_Exercise objective:_ List every item in the numbered list in the health insurance text below.

_Source text:_
------------------------------------

You need to go to your HR department and have their health insurance carrier provide you the right to coverage in the individual market for 5/7/10 years after you leave. COBRA does it but it is very limited. Underwrite it regardless of your health even if you have Stage 4 cancer. Obamacare concentrates these costs in the exchanges, this will spread this out over the 170 million people covered by their employer. If you want to start a business you will have access for a number of years and pay rates as a healthy person. This is a risk that we all face, don't wait until you need expensive chemo trying to get coverage, get that now while you are healthy with your employer.

A person with preexisting conditions 20 years from now under the ACA would more than likely have 20 years of premiums payments and pose less of a blow to the insurance companies. It would be the same dilemma in implementing Social Security, the government should have done more to cushion this blow to insurance companies. Now looking back at it, the subsidy wasn't to help the poor buy coverage, it was to offset the price increase from being in a quasi high risk pool.

Looking back, here is where they messed up which led to this disaster:

1. Uncompensated fee not a penalty.
2. Require insurance companies that offer employer plans to offer coverage on the exchanges.
3. Have some provision to equalize prices between the exchanges and employer market, limit the price difference for a comparable policy to no more than 10 percent.

------------------------------------

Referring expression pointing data

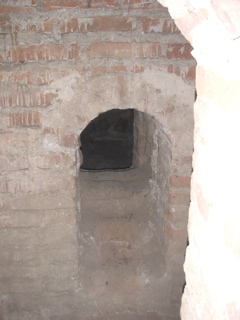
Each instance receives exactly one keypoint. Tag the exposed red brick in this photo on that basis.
(141, 4)
(180, 199)
(124, 50)
(138, 69)
(24, 119)
(174, 69)
(47, 52)
(24, 99)
(180, 181)
(97, 71)
(46, 26)
(16, 77)
(82, 4)
(97, 24)
(117, 69)
(10, 9)
(46, 76)
(179, 51)
(111, 24)
(164, 25)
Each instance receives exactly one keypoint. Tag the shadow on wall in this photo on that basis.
(122, 248)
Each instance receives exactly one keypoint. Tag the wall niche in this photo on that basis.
(122, 214)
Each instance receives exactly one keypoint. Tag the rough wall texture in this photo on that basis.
(62, 63)
(213, 257)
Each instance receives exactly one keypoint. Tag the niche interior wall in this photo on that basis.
(62, 64)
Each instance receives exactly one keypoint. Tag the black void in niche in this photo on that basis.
(107, 142)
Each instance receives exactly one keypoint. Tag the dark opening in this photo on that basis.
(107, 142)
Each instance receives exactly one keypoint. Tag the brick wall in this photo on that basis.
(63, 62)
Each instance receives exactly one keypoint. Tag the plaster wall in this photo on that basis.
(212, 260)
(62, 63)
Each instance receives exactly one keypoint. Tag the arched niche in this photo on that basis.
(122, 245)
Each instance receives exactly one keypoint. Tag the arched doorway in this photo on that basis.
(122, 216)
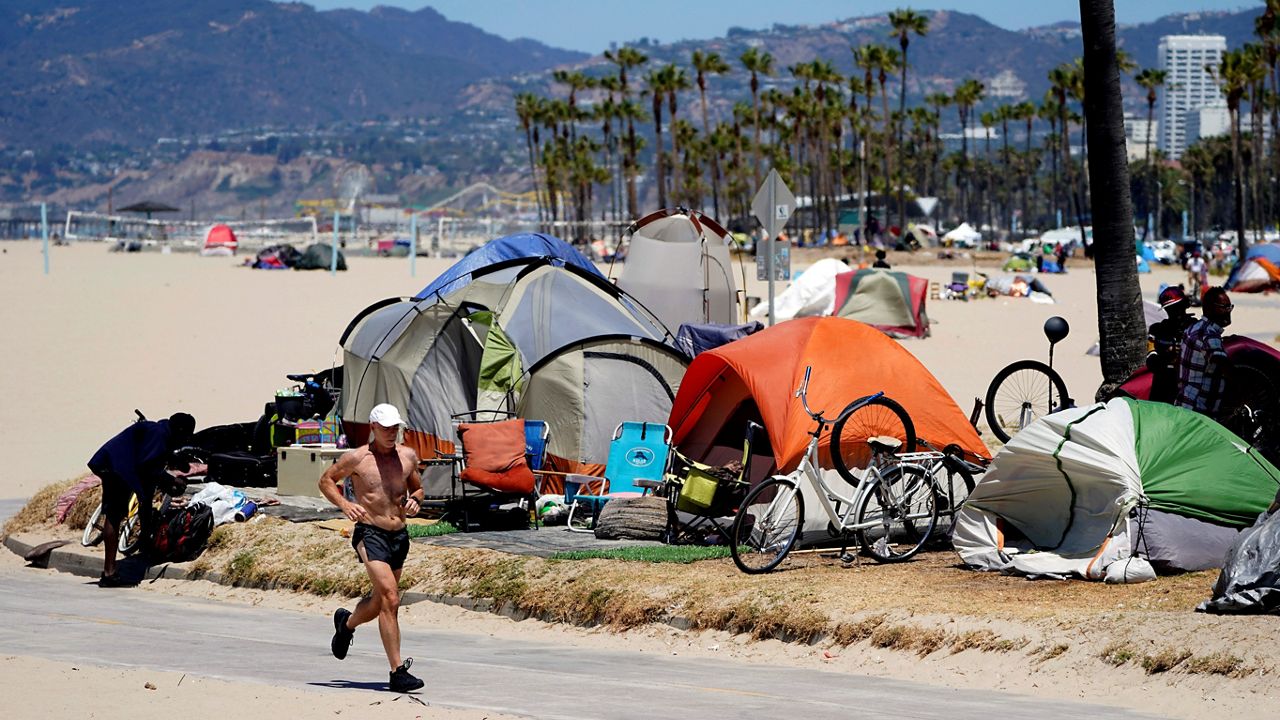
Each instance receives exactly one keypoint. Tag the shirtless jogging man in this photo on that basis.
(387, 487)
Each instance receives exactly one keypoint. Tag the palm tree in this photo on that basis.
(967, 95)
(526, 110)
(676, 81)
(757, 63)
(905, 23)
(709, 64)
(1121, 328)
(1150, 80)
(1234, 74)
(625, 59)
(656, 87)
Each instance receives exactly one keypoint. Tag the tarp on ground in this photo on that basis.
(1249, 582)
(694, 340)
(812, 294)
(679, 265)
(472, 349)
(319, 256)
(508, 247)
(1258, 270)
(1057, 499)
(754, 379)
(886, 300)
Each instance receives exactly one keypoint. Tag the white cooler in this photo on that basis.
(298, 468)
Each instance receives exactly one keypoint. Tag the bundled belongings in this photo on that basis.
(1251, 575)
(1111, 491)
(319, 256)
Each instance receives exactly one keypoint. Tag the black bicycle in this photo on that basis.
(1027, 390)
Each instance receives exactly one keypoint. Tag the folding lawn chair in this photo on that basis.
(638, 460)
(492, 468)
(702, 499)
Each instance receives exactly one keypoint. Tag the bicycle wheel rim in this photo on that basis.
(767, 527)
(881, 417)
(1022, 393)
(900, 515)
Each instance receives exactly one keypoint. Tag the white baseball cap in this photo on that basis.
(385, 415)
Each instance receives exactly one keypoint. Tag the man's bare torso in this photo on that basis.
(380, 484)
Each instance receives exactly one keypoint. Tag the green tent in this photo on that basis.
(1057, 499)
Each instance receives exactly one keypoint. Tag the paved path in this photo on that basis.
(69, 619)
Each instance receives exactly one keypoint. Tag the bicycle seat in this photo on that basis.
(883, 443)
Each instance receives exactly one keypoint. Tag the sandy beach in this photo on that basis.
(105, 333)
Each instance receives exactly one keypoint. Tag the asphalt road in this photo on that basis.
(67, 618)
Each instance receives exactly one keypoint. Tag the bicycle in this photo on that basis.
(892, 501)
(1027, 390)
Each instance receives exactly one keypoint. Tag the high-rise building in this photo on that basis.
(1188, 86)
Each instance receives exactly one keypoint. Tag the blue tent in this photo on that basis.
(512, 246)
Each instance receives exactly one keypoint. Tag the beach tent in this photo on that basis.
(754, 379)
(319, 256)
(886, 300)
(679, 265)
(963, 236)
(810, 294)
(1258, 270)
(510, 247)
(693, 340)
(471, 349)
(584, 391)
(1057, 499)
(220, 238)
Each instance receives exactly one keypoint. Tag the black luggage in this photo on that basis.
(242, 469)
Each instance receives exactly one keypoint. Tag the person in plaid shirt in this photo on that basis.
(1202, 368)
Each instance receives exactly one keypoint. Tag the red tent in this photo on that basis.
(755, 378)
(220, 236)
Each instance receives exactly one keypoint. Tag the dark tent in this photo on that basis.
(319, 256)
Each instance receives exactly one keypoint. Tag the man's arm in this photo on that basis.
(332, 479)
(414, 483)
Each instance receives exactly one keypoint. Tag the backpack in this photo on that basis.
(182, 533)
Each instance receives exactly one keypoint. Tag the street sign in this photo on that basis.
(781, 251)
(773, 205)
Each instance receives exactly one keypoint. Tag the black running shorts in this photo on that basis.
(385, 546)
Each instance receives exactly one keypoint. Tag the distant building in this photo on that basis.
(1189, 86)
(1136, 136)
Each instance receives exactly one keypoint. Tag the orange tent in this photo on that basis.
(755, 378)
(220, 236)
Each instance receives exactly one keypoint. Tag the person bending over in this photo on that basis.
(387, 488)
(136, 461)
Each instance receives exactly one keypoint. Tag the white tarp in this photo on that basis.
(1065, 483)
(812, 294)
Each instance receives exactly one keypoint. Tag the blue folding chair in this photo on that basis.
(638, 459)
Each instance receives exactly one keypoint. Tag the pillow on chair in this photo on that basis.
(494, 456)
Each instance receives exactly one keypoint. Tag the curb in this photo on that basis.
(76, 560)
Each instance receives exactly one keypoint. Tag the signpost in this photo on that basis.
(773, 205)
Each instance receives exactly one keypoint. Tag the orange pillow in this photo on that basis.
(494, 456)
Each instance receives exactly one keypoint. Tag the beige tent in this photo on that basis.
(679, 265)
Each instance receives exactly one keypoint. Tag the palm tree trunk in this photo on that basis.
(1121, 327)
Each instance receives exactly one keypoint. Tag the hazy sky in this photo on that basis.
(592, 24)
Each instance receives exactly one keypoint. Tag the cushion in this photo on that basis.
(494, 456)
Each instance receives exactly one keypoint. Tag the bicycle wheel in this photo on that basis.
(881, 417)
(767, 525)
(94, 528)
(896, 516)
(952, 483)
(1020, 393)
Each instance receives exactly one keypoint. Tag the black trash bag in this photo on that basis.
(1249, 582)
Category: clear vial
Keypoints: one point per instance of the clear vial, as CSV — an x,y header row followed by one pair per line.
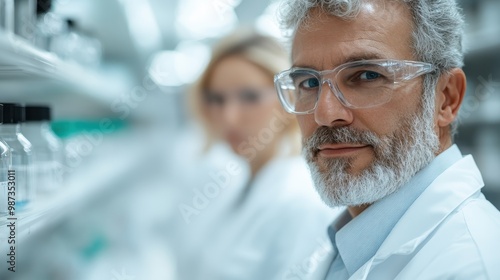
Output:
x,y
46,148
20,149
5,163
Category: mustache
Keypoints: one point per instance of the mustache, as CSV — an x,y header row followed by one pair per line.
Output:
x,y
338,135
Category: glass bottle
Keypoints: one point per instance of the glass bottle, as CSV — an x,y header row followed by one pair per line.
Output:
x,y
46,148
5,163
20,149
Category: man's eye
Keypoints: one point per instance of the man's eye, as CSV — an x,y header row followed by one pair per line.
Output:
x,y
310,83
369,75
214,99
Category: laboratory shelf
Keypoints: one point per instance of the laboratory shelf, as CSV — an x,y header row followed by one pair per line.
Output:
x,y
89,182
21,62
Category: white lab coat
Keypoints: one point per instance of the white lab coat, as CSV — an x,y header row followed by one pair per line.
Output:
x,y
450,232
263,237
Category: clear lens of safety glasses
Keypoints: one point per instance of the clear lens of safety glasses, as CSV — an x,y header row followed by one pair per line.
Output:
x,y
360,84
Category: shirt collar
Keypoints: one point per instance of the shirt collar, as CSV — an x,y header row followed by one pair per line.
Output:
x,y
358,239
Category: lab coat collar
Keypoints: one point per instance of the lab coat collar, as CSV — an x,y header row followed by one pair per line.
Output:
x,y
437,202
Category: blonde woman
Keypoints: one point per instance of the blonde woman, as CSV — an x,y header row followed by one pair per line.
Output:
x,y
255,226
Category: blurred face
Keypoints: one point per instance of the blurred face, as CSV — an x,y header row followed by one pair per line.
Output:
x,y
358,156
241,101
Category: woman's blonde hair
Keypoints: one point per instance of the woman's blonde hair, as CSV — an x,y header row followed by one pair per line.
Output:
x,y
264,52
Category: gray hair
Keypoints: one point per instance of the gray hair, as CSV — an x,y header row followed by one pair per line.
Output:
x,y
437,32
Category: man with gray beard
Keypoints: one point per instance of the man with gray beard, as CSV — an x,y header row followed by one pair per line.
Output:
x,y
376,87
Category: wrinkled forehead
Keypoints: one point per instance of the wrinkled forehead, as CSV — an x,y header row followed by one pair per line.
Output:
x,y
379,30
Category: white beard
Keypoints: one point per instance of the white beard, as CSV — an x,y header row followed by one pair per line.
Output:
x,y
398,157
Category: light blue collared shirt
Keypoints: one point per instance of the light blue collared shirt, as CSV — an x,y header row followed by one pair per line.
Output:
x,y
357,240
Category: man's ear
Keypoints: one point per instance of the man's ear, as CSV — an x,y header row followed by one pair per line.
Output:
x,y
449,96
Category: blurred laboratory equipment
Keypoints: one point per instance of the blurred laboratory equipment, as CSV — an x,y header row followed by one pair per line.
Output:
x,y
5,164
46,148
73,45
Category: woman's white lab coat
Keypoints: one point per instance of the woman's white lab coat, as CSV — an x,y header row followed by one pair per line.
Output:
x,y
256,237
450,232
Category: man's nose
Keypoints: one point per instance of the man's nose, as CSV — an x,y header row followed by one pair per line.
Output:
x,y
330,111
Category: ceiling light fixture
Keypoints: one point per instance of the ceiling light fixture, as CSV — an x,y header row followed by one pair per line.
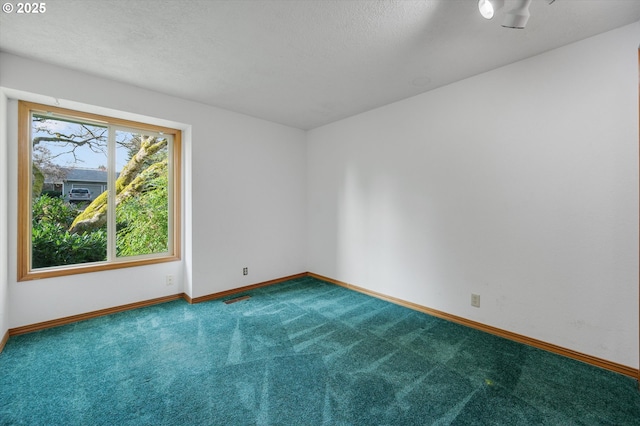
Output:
x,y
517,17
488,8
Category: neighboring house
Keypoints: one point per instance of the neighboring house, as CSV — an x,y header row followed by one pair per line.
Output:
x,y
95,180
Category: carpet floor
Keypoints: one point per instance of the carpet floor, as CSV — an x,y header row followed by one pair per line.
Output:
x,y
302,352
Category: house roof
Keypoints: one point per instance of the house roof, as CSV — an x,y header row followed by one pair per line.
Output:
x,y
86,175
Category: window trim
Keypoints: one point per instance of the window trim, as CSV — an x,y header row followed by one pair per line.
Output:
x,y
25,272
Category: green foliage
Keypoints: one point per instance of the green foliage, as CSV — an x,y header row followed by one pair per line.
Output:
x,y
142,221
51,242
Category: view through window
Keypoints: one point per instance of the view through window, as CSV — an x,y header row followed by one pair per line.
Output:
x,y
95,192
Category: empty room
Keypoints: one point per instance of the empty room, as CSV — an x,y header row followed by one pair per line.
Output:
x,y
337,212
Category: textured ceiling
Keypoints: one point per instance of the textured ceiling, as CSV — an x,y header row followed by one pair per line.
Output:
x,y
300,63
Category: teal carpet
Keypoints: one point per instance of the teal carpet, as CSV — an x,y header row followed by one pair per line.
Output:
x,y
302,352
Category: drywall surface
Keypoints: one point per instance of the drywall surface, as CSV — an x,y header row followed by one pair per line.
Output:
x,y
520,185
244,196
4,296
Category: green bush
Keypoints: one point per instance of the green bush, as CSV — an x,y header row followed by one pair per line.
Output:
x,y
51,242
142,221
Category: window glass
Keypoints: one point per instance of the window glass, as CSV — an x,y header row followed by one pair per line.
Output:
x,y
97,191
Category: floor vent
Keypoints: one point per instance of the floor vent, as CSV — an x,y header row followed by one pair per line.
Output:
x,y
237,299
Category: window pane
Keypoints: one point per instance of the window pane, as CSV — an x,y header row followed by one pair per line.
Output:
x,y
95,192
142,194
68,171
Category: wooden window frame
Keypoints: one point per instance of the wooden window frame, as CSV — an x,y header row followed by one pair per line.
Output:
x,y
25,271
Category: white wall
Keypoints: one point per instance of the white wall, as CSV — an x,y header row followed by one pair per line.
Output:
x,y
4,297
244,197
520,185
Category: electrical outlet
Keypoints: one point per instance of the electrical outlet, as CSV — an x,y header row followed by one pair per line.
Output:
x,y
475,300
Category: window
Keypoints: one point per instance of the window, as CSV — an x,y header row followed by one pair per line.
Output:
x,y
94,192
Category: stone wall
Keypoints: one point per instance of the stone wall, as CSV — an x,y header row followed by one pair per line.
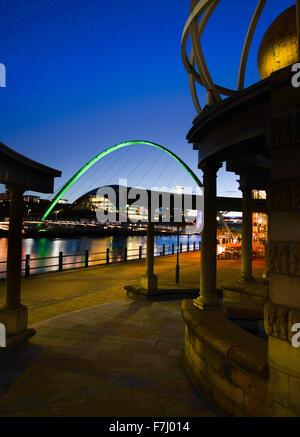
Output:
x,y
225,362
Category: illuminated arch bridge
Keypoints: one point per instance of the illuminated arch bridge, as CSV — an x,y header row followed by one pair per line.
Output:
x,y
106,152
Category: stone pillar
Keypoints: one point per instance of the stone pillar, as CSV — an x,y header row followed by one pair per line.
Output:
x,y
149,280
208,300
268,211
246,261
14,315
282,312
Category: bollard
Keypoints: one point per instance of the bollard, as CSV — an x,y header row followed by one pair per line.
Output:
x,y
60,261
27,266
86,259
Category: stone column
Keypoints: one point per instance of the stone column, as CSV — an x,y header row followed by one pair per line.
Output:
x,y
246,262
149,280
266,273
207,300
282,312
14,315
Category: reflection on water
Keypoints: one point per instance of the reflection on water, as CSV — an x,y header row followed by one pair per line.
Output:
x,y
44,251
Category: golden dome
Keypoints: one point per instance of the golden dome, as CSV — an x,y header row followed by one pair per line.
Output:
x,y
279,46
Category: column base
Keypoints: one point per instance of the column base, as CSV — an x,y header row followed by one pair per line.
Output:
x,y
208,303
246,279
15,320
149,283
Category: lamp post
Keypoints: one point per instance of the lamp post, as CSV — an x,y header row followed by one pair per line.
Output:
x,y
177,263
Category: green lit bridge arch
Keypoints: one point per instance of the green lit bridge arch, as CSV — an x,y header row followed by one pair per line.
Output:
x,y
101,155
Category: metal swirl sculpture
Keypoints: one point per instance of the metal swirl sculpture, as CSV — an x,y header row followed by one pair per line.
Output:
x,y
195,28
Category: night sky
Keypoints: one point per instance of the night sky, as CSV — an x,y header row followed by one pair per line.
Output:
x,y
83,75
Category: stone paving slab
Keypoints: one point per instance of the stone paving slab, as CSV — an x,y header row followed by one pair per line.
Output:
x,y
118,359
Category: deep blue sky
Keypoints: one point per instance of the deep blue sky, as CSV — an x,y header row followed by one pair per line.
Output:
x,y
86,74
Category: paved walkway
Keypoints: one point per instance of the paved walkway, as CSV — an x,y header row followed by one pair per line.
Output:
x,y
97,353
57,293
115,360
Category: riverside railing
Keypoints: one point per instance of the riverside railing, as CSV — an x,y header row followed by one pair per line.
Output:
x,y
88,258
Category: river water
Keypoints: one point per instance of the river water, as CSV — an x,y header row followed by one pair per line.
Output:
x,y
44,251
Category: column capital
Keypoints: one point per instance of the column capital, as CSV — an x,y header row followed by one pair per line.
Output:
x,y
210,166
15,189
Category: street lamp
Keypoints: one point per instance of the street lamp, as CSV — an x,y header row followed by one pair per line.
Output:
x,y
177,263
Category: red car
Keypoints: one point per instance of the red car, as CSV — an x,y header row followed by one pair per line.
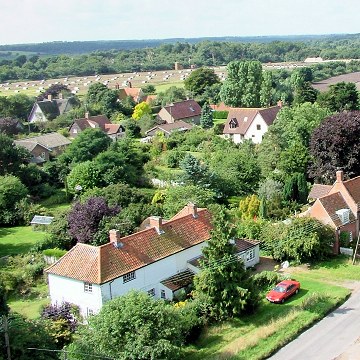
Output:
x,y
283,290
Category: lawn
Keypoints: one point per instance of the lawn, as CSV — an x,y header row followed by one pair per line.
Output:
x,y
18,239
258,336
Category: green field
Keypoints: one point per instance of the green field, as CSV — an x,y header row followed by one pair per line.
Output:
x,y
258,336
18,239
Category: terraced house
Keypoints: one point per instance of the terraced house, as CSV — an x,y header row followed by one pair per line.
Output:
x,y
161,260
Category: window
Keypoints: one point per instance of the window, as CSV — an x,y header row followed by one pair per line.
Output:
x,y
87,287
128,277
250,255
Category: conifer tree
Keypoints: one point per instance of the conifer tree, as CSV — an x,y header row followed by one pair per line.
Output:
x,y
223,283
206,119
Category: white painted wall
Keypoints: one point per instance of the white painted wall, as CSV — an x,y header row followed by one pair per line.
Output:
x,y
252,132
150,276
37,115
70,290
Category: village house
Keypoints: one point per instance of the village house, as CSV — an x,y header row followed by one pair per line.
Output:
x,y
337,205
42,146
49,109
249,123
167,129
114,131
187,110
160,260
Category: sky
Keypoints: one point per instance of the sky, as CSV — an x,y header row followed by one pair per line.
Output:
x,y
35,21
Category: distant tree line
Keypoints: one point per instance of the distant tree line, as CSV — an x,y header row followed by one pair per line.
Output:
x,y
156,56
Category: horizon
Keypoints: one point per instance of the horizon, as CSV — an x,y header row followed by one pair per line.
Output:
x,y
186,38
39,21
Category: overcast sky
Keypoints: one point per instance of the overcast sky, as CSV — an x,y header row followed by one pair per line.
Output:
x,y
33,21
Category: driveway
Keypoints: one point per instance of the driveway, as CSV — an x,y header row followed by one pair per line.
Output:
x,y
336,337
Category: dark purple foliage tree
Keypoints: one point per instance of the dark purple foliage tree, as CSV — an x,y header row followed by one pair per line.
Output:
x,y
335,144
84,218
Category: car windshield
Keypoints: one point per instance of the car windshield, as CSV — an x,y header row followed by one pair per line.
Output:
x,y
280,288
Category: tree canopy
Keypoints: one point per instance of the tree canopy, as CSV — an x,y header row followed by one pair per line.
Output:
x,y
335,144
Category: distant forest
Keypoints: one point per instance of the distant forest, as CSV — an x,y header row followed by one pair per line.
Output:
x,y
57,59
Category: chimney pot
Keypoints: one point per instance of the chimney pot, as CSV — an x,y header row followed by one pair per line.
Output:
x,y
339,176
115,237
156,222
193,210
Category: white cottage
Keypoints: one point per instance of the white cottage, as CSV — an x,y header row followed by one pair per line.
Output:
x,y
249,123
159,260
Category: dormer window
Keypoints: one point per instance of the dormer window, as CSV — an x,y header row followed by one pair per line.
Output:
x,y
344,215
233,123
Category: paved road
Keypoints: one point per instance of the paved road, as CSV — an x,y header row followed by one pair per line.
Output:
x,y
337,336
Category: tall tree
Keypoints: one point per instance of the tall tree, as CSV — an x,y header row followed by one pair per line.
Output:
x,y
341,96
335,144
223,282
11,156
242,86
206,119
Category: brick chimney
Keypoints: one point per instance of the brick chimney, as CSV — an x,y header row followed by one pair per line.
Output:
x,y
339,176
115,237
192,208
156,222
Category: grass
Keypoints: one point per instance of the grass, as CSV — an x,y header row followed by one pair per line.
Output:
x,y
272,326
18,240
31,307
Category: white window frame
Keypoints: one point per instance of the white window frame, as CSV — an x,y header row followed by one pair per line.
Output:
x,y
129,277
163,294
250,254
88,287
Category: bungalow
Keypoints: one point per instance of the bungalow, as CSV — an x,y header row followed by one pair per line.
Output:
x,y
167,129
337,206
161,260
42,146
187,110
249,123
49,109
114,131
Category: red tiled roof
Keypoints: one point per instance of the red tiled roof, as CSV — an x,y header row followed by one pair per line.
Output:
x,y
220,107
93,121
245,116
184,109
104,263
333,203
168,128
353,187
319,190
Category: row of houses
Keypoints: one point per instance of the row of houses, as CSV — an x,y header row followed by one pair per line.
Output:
x,y
160,259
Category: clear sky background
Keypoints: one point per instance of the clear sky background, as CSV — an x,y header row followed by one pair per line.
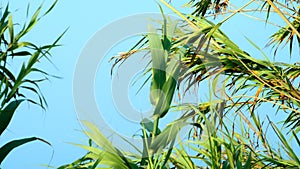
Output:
x,y
59,124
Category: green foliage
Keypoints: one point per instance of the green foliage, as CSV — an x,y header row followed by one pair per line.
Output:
x,y
227,131
15,86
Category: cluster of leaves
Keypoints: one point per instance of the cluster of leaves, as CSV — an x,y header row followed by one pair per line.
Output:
x,y
15,86
227,131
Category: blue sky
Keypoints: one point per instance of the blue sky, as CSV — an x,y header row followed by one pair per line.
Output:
x,y
59,124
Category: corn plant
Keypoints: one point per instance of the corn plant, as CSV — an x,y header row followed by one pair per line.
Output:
x,y
15,86
225,132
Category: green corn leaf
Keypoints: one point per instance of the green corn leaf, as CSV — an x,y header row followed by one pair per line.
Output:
x,y
158,65
7,113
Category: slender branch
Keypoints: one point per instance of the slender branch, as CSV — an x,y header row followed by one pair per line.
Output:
x,y
284,18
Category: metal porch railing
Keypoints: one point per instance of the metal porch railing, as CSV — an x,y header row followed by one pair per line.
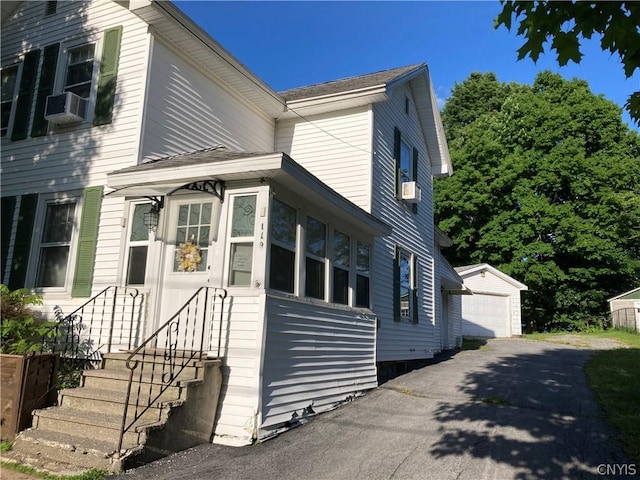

------------------------------------

_Answer space:_
1. Uncompensated fee not a penalty.
2. Require insurance companies that offer employer plans to offer coverage on the exchanges.
3. Have some provision to equalize prices between the exchanges and employer market, limit the price difference for a comparable policy to no more than 10 percent.